→ **PROVIDED PASSAGE**
Acoustic characteristics of the 24 syllables were determined using PRAAT software and included the first three spectrogram formants (F1, F2, and F3) extracted from the 100 ms window centered at the midpoint of the vowel segment of each syllable (Fig. 2A). Because place of articulation of consonants is known to influence F2/F1 values of subsequent vowels in CV syllables due to coarticulation (Rietveld and van Heuven, 2001; Ladefoged and Johnson, 2010; Bouchard and Chang, 2014), we additionally calculated the logarithmic ratio of F2/F1 for the vowels in each of the syllables and assessed statistical differences between articulatory features (Fig. 2B–D). As expected, place of articulation led to significant log(F2/F1) differences for the vowel ‘u’ and ‘a’ (p < 0.05), with smaller log(F2/F1) values for vowels preceded by bilabial/labio-dental than alveolar consonants. No significant log(F2/F1) differences were found for the vowel ‘i’ or for any of the vowels when syllables were grouped along manner of articulation or voicing. Importantly, together with pronunciations from three different speakers, we used three different vowels to increase acoustic variability and to weaken stimulus-specific coarticulation effects in the analyses.
Experimental procedures.
The main experiment was divided into three slow event-related runs (Fig. 1B). The runs consisted of randomly presenting each of the 72 sounds once, separated by an intertrial interval (ITI) of 12–16 s (corresponding to 6–8 TRs) while participants were asked to attend to the spoken syllables. Stimulus presentation was pseudorandomized such that consecutive presentations of the same syllables were avoided. Before starting the measurements, examples of the syllables were presented binaurally (using MR-compatible in-ear headphones; Sensimetrics, model S14; www.sens.com) at the same comfortable intensity level. This level was then individually adjusted according to the indications provided by each participant to equalize their perceived loudness. During scanning, stimuli were presented in silent periods (1 s) between two acquisition volumes. Participants were asked to fixate at a gray fixation cross against a black background to keep the visual stimulation constant during the entire duration of a run. Run transitions were marked with written instructions. Although monitoring of possible subvocal/unconscious rehearsal accompanying the perception of the spoken syllables was not conducted, none of the participants reported the use of subvocal rehearsal strategies.
fMRI acquisition.

→ **LISTED RECORDS**
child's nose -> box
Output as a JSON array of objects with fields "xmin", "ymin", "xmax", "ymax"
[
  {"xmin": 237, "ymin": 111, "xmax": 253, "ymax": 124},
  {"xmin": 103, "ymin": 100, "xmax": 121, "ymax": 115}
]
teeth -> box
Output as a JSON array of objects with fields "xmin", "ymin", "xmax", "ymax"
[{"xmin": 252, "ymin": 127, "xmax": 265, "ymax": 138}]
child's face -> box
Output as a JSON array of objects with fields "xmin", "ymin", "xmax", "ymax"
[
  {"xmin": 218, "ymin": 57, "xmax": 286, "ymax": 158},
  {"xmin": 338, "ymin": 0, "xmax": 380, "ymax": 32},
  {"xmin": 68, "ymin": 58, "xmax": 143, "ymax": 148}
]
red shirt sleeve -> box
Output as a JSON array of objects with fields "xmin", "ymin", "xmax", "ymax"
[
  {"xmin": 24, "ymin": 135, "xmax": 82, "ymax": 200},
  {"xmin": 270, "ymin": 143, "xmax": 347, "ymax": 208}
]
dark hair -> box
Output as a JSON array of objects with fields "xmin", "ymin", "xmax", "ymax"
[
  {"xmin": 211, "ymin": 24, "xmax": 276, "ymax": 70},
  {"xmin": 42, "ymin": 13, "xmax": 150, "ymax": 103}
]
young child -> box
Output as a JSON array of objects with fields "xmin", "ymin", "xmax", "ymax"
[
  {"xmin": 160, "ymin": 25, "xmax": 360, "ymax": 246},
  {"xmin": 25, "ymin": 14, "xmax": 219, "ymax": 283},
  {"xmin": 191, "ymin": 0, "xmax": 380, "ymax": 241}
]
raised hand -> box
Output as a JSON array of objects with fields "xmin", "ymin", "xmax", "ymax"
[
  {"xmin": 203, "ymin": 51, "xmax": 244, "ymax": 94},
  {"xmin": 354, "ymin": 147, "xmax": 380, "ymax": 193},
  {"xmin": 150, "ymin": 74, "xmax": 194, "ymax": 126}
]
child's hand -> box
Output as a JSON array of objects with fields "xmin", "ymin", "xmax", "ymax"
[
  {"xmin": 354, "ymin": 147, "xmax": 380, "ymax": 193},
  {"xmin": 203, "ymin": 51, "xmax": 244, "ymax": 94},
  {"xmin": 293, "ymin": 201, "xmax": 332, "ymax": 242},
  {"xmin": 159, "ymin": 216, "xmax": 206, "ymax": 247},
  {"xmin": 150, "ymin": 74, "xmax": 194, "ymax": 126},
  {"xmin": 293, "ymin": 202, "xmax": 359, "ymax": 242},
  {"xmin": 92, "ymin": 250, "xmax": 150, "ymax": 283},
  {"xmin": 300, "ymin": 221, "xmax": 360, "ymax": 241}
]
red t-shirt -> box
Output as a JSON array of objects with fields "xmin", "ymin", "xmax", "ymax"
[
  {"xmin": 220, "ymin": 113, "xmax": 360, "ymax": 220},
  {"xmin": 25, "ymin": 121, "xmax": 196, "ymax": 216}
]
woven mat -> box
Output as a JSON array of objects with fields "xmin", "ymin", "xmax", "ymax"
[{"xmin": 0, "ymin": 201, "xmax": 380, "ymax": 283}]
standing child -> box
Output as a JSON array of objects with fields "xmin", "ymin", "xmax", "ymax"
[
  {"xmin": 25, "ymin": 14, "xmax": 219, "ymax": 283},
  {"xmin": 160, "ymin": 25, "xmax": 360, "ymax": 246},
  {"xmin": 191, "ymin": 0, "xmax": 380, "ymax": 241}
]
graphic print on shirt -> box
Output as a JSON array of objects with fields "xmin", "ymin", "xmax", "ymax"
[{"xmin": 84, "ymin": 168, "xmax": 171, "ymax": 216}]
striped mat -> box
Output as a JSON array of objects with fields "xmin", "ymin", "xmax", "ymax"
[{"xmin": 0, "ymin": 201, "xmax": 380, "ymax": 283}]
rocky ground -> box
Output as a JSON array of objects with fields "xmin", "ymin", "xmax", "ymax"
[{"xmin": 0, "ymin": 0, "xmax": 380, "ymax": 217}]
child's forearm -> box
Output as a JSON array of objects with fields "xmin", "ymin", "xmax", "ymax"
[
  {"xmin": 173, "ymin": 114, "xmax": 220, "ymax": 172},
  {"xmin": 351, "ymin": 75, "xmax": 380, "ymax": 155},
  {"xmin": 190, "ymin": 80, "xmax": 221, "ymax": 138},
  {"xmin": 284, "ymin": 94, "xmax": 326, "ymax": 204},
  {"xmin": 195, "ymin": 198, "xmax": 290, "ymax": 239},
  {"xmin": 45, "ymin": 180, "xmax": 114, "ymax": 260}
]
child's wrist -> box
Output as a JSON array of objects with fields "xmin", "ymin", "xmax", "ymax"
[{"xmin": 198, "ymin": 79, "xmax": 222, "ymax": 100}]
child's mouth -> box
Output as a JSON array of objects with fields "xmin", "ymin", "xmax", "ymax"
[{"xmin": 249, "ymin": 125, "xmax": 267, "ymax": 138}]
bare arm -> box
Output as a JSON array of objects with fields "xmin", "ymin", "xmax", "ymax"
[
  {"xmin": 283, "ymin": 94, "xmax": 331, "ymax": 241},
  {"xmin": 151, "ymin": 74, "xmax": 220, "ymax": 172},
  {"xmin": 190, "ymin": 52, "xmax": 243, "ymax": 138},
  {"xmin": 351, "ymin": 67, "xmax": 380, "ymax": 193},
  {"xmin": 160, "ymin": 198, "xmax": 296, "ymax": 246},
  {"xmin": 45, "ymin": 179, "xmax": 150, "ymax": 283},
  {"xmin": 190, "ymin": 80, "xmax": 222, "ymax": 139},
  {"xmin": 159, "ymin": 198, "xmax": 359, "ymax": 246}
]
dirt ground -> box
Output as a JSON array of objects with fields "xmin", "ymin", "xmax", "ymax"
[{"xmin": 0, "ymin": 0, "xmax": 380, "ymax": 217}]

→ **DESCRIPTION OF THE TASK**
Does the methods excerpt agree with each of these statements? Answer yes or no for each, quoting the words from the excerpt that decide it. 1. Every one of the 72 sounds was presented once in each run. 2. Stimuli were played during the acquisition volumes. 3. The vowel 'i' showed significant log(F2/F1) differences by place of articulation. The listing has nothing to do with the text.

→ **RESPONSE**
1. Yes: "The runs consisted of randomly presenting each of the 72 sounds once"
2. No: "stimuli were presented in silent periods (1 s) between two acquisition volumes"
3. No: "No significant log(F2/F1) differences were found for the vowel ‘i’"